GOAL: Find the line that contains "Would you mind pointing out the farm"; then retype it and each line after it, exactly, through the final line of the data below.

INPUT MATERIAL:

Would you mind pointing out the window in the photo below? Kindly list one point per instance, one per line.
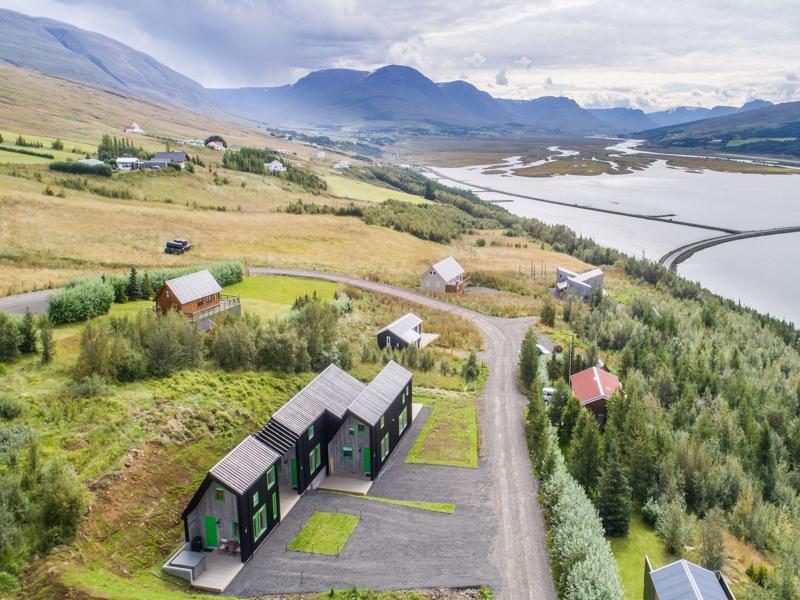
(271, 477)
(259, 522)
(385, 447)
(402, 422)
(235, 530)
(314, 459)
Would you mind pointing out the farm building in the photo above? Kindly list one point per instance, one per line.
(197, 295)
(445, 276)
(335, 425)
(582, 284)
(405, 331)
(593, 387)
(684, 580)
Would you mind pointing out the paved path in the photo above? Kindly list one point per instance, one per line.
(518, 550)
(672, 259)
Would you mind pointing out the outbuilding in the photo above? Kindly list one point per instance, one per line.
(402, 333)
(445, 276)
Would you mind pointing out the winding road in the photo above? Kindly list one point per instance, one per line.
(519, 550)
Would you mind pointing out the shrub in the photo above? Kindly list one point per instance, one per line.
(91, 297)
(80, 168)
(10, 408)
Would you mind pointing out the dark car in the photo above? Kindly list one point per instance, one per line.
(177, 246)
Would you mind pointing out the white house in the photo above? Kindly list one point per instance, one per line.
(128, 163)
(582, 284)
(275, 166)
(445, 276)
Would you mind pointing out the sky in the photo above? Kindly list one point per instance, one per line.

SOLUTION FOR THIS TASK:
Would you mind pointing out the farm building in the photo above? Kindly list one point per instance, one per line.
(197, 295)
(445, 276)
(335, 425)
(582, 284)
(405, 331)
(593, 387)
(684, 580)
Would you mind pointing out the paved path in the photo above? Kindly list one point per instance, one per line.
(518, 550)
(672, 259)
Would you mind pointing out the outbuilding in the photo above? Kindly list one point per instance, one per line.
(402, 333)
(445, 276)
Would you mind pointing out the winding road in the photo above? Kindly list one point per instance, one per line.
(519, 550)
Would you mind pointing out the shrub in the photo above? Kindly list one point per instance, one per line.
(91, 297)
(80, 168)
(10, 408)
Would you mind pointing out the dark car in the photo above? Kindly list one point per instance, one per line.
(177, 246)
Would you mind pointing out the white house in the photo above? Kindly list one point per instance, one per line.
(128, 163)
(582, 284)
(275, 166)
(445, 276)
Would you mind pointing out the sky in the photo above? Kindly list one point per instance, one per line.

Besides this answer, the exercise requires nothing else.